═════ Отрывок из текста ═════
Искусство и война

Я чувствую в себе необыкновенный подъем сил и энергии. Вся моя беда в том, что рядом с любовью к тебе идет и любовь к людям и потому все это осложняет мою работу. ‹…› Очень много людей обращаются ко мне за советом и с просьбами. Я не думаю, что эта моя деятельность могла бы приносить тебе горе и страдание. Благодаря встрече с тобой все развернулось и просветлело. В моей груди такой свет, который потушит только смерть.

К. В. Кандауров – Ю. Л. Оболенской. 22 февраля 1915

Первый год войны не ослабил ни светской, ни художественной жизни, напротив, придал ей новый импульс, направление движения и некоторую пафосность. В обеих столицах парад выставок, балов, лотерей, вечеров, где развлечение облечено в военную форму: война еще не стала ужасом, ее трагедии доходили до общественного сознания неспешно. Тем не менее искусство не желало молчать, и подобные благотворительные акции, во множестве проходившие в Москве и Петрограде, демонстрировали пылкий порыв, проявление гражданской позиции творческой интеллигенции, стремившейся посильным образом помочь жертвам войны и их семьям.
═════
**Список заданий:**
(a) Перескажите отрывок об искусстве и войне в двух предложениях.
(b) Почему, согласно отрывку об искусстве и войне, в первый год войны в обеих столицах шел парад выставок, балов, лотерей и вечеров? Ответьте в одном-двух предложениях.
(c) Напишите продолжение отрывка об искусстве и войне, начиная после его последнего предложения.
═════ Исследуемые записи ═════
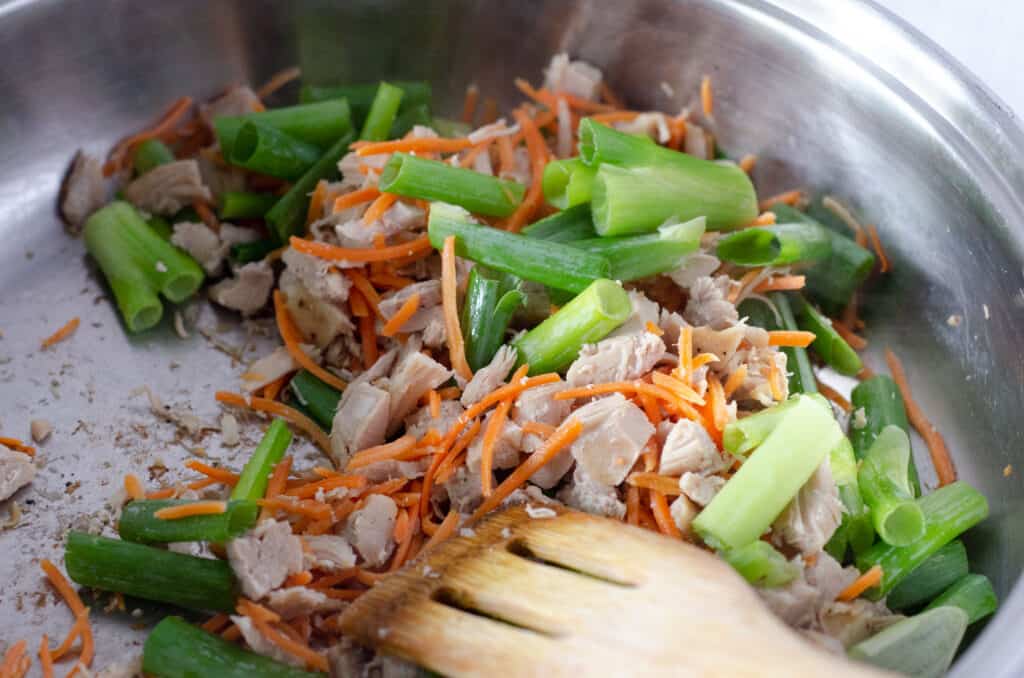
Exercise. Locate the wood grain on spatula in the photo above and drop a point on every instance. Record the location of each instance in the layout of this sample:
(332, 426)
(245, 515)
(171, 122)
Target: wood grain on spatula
(573, 595)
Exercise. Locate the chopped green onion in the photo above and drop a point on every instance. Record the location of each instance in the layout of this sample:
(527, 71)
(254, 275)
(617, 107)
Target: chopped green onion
(150, 573)
(555, 264)
(256, 474)
(768, 480)
(886, 489)
(973, 594)
(949, 511)
(262, 149)
(288, 215)
(178, 649)
(567, 182)
(138, 524)
(931, 578)
(588, 318)
(431, 179)
(382, 113)
(922, 646)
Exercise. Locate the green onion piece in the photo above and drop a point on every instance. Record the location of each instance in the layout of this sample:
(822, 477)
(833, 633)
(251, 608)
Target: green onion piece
(566, 226)
(769, 479)
(382, 113)
(239, 205)
(555, 264)
(431, 179)
(761, 564)
(922, 646)
(150, 154)
(288, 216)
(178, 649)
(886, 489)
(321, 124)
(252, 482)
(882, 404)
(633, 257)
(138, 263)
(832, 281)
(660, 183)
(777, 245)
(828, 345)
(138, 524)
(318, 398)
(150, 573)
(567, 182)
(589, 316)
(262, 149)
(948, 512)
(973, 594)
(931, 578)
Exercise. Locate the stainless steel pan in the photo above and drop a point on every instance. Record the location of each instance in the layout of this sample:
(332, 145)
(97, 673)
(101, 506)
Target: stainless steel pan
(838, 96)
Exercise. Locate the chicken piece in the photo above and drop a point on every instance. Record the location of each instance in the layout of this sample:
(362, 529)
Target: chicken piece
(16, 470)
(491, 376)
(370, 530)
(166, 188)
(698, 264)
(264, 556)
(619, 358)
(317, 276)
(811, 518)
(709, 303)
(411, 379)
(82, 192)
(203, 244)
(298, 600)
(700, 489)
(360, 422)
(584, 494)
(614, 432)
(320, 321)
(249, 291)
(329, 553)
(576, 78)
(688, 448)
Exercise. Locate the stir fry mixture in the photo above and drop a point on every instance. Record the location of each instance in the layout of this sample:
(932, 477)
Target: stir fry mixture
(577, 303)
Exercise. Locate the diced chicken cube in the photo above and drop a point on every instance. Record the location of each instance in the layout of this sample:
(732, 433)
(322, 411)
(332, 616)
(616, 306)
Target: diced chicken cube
(619, 358)
(614, 431)
(370, 530)
(263, 557)
(166, 188)
(249, 291)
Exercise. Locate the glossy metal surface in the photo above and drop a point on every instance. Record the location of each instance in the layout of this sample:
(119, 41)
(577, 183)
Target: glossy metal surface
(836, 96)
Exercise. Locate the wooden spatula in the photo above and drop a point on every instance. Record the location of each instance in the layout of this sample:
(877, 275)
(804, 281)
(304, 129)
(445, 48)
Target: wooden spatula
(571, 594)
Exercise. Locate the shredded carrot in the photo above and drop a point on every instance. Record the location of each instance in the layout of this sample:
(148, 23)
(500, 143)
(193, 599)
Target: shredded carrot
(871, 578)
(334, 253)
(780, 283)
(293, 338)
(188, 510)
(797, 338)
(408, 309)
(943, 464)
(734, 381)
(379, 207)
(707, 97)
(428, 144)
(61, 334)
(296, 418)
(355, 198)
(495, 427)
(279, 80)
(561, 438)
(133, 488)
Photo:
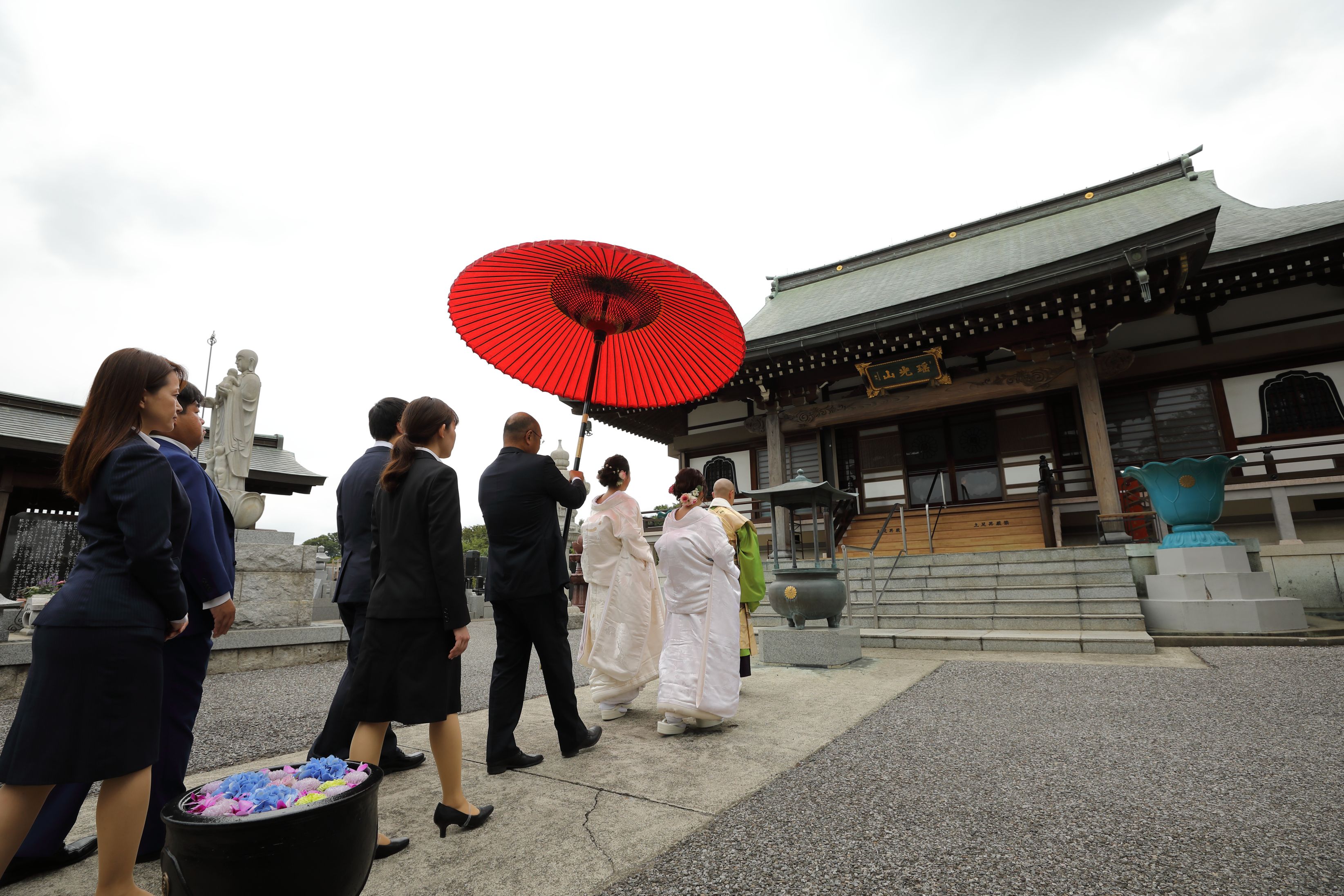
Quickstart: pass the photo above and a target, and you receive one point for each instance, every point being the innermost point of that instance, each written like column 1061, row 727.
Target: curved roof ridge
column 1144, row 179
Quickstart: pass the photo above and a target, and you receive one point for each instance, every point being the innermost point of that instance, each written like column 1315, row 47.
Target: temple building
column 994, row 379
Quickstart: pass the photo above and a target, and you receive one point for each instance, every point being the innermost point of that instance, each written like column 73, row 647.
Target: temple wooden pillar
column 1098, row 444
column 775, row 447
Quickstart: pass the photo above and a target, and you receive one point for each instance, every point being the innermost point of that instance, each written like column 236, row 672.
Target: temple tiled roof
column 1034, row 237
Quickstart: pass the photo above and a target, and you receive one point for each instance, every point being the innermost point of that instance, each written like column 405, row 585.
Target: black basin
column 808, row 594
column 322, row 848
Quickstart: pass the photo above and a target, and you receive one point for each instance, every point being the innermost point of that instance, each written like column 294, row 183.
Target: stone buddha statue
column 233, row 422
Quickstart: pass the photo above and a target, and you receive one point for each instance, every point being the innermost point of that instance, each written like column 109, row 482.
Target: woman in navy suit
column 91, row 706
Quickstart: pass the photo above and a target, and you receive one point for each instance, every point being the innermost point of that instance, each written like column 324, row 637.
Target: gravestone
column 38, row 546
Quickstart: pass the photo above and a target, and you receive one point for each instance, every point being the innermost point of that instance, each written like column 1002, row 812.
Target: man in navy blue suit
column 354, row 512
column 208, row 574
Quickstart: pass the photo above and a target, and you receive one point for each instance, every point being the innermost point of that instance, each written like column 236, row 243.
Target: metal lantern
column 801, row 593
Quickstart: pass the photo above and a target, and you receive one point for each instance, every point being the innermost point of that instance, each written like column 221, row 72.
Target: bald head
column 523, row 432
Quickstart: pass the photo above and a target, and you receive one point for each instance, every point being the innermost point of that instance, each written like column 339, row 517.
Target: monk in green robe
column 747, row 547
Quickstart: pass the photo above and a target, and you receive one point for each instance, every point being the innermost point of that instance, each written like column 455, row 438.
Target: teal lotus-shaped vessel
column 1189, row 496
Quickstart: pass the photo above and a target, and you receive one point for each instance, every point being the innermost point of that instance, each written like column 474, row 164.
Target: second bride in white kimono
column 701, row 673
column 623, row 617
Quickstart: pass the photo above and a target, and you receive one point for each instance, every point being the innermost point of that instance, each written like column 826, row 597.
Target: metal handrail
column 873, row 563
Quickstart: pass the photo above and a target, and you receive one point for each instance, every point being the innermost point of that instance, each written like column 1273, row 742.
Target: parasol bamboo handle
column 599, row 337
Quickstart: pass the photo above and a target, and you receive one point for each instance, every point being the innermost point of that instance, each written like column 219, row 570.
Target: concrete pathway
column 577, row 825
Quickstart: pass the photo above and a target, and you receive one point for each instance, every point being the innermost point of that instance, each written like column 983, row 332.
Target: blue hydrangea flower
column 244, row 782
column 329, row 769
column 269, row 797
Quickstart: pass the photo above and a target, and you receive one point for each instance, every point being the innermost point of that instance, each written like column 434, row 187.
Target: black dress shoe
column 593, row 737
column 445, row 816
column 401, row 761
column 397, row 845
column 518, row 761
column 22, row 868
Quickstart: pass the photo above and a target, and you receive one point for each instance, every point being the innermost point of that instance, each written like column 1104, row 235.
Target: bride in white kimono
column 699, row 672
column 623, row 617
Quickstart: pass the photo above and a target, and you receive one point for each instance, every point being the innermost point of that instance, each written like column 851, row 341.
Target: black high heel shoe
column 445, row 816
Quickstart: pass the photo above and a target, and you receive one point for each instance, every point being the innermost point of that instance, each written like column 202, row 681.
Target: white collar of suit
column 175, row 442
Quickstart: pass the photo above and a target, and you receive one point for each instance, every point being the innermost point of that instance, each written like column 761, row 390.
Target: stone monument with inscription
column 233, row 422
column 40, row 546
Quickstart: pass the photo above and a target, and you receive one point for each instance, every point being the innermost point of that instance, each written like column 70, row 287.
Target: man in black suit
column 354, row 508
column 525, row 582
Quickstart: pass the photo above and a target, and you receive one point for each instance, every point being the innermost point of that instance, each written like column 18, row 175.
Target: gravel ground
column 230, row 730
column 990, row 778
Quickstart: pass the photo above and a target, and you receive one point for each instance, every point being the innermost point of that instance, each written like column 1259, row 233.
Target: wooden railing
column 1283, row 460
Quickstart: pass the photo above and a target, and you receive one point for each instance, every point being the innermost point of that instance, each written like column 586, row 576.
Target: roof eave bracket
column 1138, row 258
column 1187, row 167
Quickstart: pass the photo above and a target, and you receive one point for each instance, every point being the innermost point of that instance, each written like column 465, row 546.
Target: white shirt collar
column 175, row 442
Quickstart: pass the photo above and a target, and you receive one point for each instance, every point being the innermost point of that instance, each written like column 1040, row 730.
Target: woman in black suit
column 91, row 706
column 410, row 668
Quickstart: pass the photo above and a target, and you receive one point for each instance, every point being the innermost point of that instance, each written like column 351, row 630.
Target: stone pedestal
column 1214, row 590
column 273, row 585
column 812, row 647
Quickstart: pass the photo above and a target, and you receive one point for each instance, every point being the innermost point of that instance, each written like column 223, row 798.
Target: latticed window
column 1163, row 424
column 1299, row 402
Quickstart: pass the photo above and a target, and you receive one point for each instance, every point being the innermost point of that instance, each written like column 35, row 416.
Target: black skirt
column 89, row 708
column 404, row 673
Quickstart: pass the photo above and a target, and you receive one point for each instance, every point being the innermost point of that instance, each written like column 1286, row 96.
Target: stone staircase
column 1058, row 600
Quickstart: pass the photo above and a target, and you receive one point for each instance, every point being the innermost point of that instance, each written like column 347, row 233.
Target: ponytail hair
column 612, row 471
column 421, row 422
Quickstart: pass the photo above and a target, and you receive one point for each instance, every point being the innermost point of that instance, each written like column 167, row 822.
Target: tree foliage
column 474, row 539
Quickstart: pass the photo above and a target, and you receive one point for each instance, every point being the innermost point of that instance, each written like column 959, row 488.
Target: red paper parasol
column 548, row 313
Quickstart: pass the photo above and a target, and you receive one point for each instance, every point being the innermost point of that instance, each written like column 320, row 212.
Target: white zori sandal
column 669, row 727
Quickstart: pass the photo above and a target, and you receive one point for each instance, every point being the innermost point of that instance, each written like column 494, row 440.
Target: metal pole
column 210, row 359
column 873, row 582
column 831, row 532
column 599, row 337
column 775, row 534
column 849, row 594
column 816, row 539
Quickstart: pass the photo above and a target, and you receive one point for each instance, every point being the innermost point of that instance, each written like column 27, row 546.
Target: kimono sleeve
column 628, row 526
column 749, row 559
column 720, row 549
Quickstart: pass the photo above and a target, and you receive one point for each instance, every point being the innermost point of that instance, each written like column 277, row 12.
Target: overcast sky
column 307, row 179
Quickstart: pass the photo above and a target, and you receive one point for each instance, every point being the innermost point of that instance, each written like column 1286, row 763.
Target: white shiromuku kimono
column 623, row 620
column 699, row 669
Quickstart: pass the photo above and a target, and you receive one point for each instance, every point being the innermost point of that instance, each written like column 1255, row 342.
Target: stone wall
column 1312, row 573
column 275, row 585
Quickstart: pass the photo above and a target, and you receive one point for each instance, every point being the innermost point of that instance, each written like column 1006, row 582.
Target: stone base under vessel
column 1214, row 590
column 812, row 647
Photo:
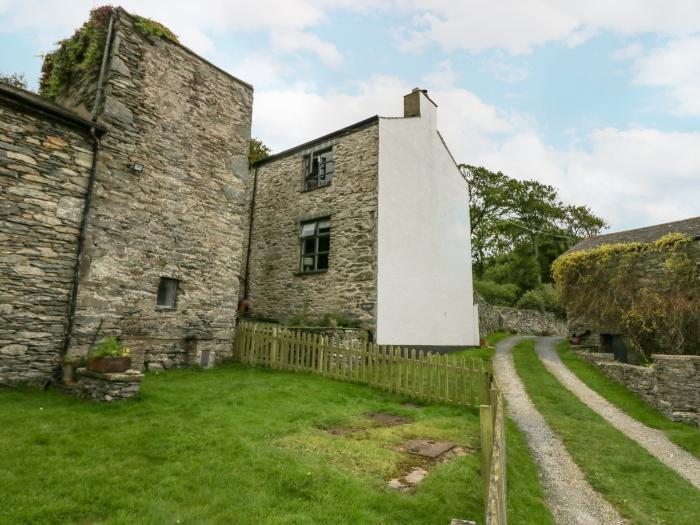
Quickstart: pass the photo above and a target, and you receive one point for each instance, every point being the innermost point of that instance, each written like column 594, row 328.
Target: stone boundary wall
column 344, row 336
column 671, row 385
column 505, row 319
column 106, row 387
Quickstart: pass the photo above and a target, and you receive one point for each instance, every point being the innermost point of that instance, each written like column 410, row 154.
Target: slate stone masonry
column 187, row 123
column 672, row 384
column 44, row 168
column 276, row 287
column 518, row 321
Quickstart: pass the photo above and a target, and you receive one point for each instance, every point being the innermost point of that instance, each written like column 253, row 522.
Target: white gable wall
column 424, row 281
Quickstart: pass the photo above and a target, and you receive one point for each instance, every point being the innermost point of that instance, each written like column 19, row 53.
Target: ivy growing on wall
column 78, row 58
column 649, row 292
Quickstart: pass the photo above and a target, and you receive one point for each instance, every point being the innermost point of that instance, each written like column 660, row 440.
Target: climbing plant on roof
column 648, row 291
column 78, row 58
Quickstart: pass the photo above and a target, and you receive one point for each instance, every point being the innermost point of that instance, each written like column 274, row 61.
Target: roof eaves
column 23, row 99
column 335, row 134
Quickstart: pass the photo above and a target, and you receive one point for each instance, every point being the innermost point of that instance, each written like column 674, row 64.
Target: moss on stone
column 76, row 57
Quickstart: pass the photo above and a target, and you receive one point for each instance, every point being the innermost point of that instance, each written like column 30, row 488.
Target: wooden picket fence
column 493, row 459
column 416, row 374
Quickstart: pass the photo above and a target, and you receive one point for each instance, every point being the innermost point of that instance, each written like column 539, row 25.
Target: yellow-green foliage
column 149, row 27
column 647, row 291
column 78, row 58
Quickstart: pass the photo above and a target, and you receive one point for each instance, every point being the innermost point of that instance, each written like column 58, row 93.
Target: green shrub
column 532, row 300
column 109, row 347
column 544, row 299
column 497, row 294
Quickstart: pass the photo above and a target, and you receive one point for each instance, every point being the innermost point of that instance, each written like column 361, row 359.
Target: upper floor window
column 167, row 292
column 315, row 245
column 318, row 169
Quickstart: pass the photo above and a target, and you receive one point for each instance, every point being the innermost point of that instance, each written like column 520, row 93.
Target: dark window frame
column 318, row 168
column 321, row 240
column 163, row 301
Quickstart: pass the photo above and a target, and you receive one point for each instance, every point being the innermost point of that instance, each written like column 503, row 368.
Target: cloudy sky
column 599, row 98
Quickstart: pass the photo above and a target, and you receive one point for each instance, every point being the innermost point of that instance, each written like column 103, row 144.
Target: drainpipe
column 246, row 278
column 88, row 201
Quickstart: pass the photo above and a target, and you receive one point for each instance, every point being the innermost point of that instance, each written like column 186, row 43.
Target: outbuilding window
column 315, row 240
column 318, row 169
column 167, row 292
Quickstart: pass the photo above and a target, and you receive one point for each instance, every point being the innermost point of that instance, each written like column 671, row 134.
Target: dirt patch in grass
column 384, row 419
column 422, row 456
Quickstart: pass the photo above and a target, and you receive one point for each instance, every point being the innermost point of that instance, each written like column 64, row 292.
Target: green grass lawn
column 230, row 445
column 644, row 490
column 683, row 435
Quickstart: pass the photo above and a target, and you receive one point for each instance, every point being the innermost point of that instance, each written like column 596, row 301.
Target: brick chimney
column 418, row 104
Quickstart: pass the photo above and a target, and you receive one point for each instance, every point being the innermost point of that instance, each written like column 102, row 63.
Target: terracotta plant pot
column 109, row 365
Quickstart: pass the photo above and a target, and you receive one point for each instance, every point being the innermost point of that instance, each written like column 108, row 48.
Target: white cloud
column 676, row 67
column 291, row 41
column 517, row 26
column 631, row 177
column 500, row 68
column 628, row 52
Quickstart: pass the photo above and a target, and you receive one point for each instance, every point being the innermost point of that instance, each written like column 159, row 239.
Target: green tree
column 519, row 227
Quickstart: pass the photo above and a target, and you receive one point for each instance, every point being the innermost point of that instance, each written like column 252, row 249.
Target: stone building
column 371, row 222
column 124, row 215
column 606, row 336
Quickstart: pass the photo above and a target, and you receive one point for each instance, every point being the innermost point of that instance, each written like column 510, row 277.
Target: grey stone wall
column 517, row 321
column 672, row 384
column 651, row 267
column 188, row 124
column 276, row 287
column 44, row 169
column 106, row 387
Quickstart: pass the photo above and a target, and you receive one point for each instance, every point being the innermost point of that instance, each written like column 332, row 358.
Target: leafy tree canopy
column 519, row 227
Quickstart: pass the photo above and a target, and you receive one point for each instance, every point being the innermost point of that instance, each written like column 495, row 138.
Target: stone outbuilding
column 122, row 209
column 370, row 222
column 606, row 336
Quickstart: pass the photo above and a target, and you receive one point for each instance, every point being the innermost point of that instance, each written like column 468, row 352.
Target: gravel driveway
column 570, row 497
column 654, row 441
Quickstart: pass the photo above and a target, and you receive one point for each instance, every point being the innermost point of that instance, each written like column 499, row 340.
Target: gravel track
column 653, row 441
column 570, row 497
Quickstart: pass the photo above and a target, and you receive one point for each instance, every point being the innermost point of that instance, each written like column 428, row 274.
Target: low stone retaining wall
column 505, row 319
column 106, row 387
column 671, row 384
column 339, row 335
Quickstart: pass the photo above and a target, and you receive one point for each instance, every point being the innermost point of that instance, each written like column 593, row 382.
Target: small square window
column 315, row 241
column 319, row 167
column 167, row 292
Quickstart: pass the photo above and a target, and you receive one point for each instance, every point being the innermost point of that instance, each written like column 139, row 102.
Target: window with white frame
column 318, row 169
column 315, row 241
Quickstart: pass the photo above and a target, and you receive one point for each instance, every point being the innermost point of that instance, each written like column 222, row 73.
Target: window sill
column 313, row 272
column 306, row 190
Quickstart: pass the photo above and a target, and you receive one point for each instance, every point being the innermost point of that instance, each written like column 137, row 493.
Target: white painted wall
column 424, row 281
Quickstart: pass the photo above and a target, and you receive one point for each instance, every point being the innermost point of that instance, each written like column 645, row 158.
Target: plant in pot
column 109, row 356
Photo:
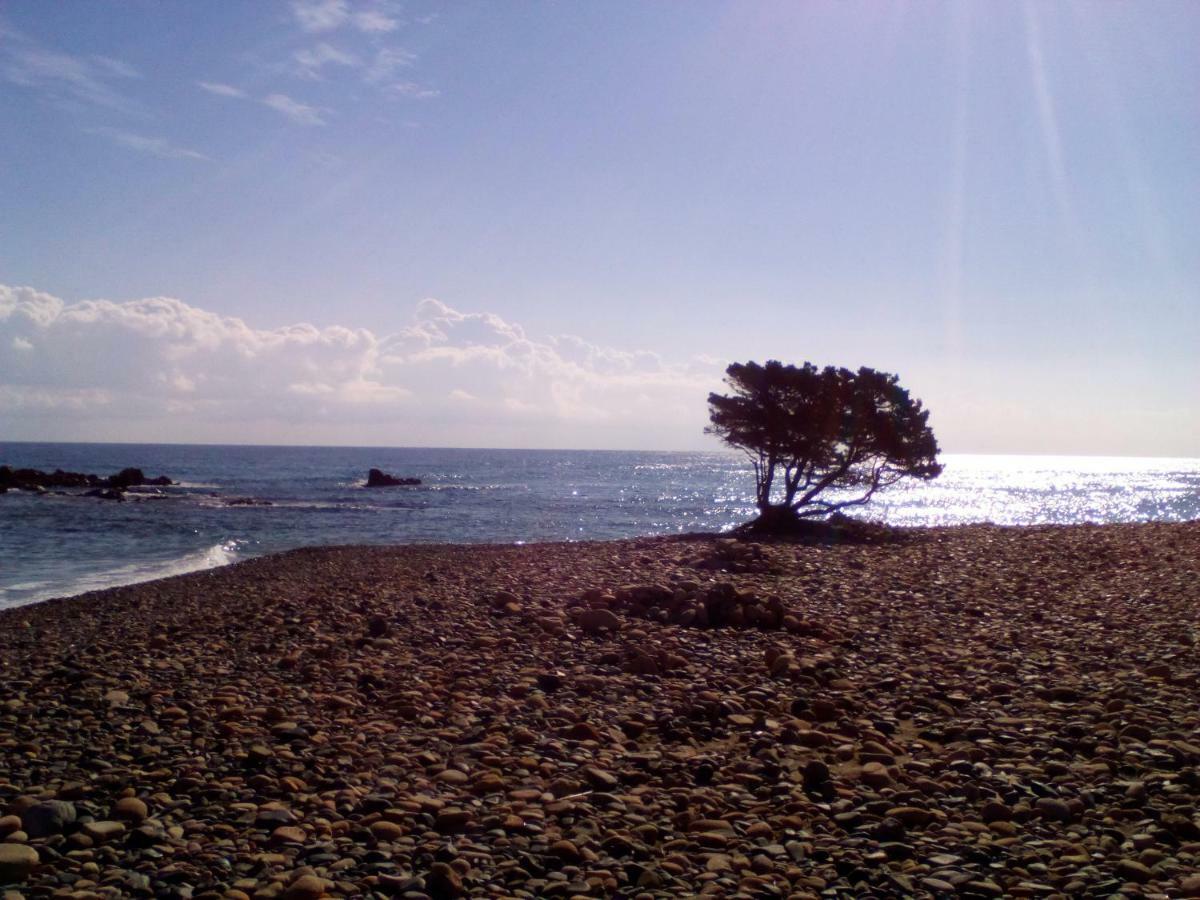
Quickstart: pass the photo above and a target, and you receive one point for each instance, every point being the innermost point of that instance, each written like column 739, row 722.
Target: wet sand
column 965, row 712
═════
**Ответы к заданиям:**
(a) В письме Ю. Л. Оболенской от 22 февраля 1915 года К. В. Кандауров пишет о подъеме сил, о том, что рядом с любовью к ней идет любовь к людям, и о том, что благодаря встрече с ней все просветлело. Первый год войны не ослабил светской и художественной жизни Москвы и Петрограда, а многочисленные благотворительные акции показывали стремление творческой интеллигенции помочь жертвам войны и их семьям.

(b) Война еще не стала ужасом, и ее трагедии доходили до общественного сознания неспешно. Поэтому развлечения продолжались, лишь облекаясь в военную форму.

(c)
И все-таки проходившие в этот период выставки нельзя назвать концептуальными – в них принимали участие самые разные мастера и работы, а патриотический настрой компенсировал снисходительность выбора и художественную критику произведений.

Это давало повод к иронии. Так, собирая работы художников для благотворительной лотереи, руководство «Мира искусства» обратилось к М. Нахман с предложением участия. «Она смеется, – насмешничает и Оболенская, – что если теперь пожертвовать забракованные в прошлом году (все до одной ведь!) вещи, то им придется принять. Со мною они были последовательнее и ни о чем не просят, вероятно вычеркнули вон. А у меня-то как раз и был принят один этюд (твоя собственность)! Пожалуйста, пожертвуй его – вот ему достойное применение!»[170]

Константин Васильевич приглашен к участию в организации сразу нескольких выставочных проектов. Увлечен, но, умея трезво оценить каждый из них, порой недоволен случайностью отбора, отсутствием внутреннего содержания, а еще и плохой организацией, препонами чиновников, амбициями художников – всем тем, что неизбежно в той или иной мере сопутствует процессу создания любой выставки.

А они следуют одна за другой.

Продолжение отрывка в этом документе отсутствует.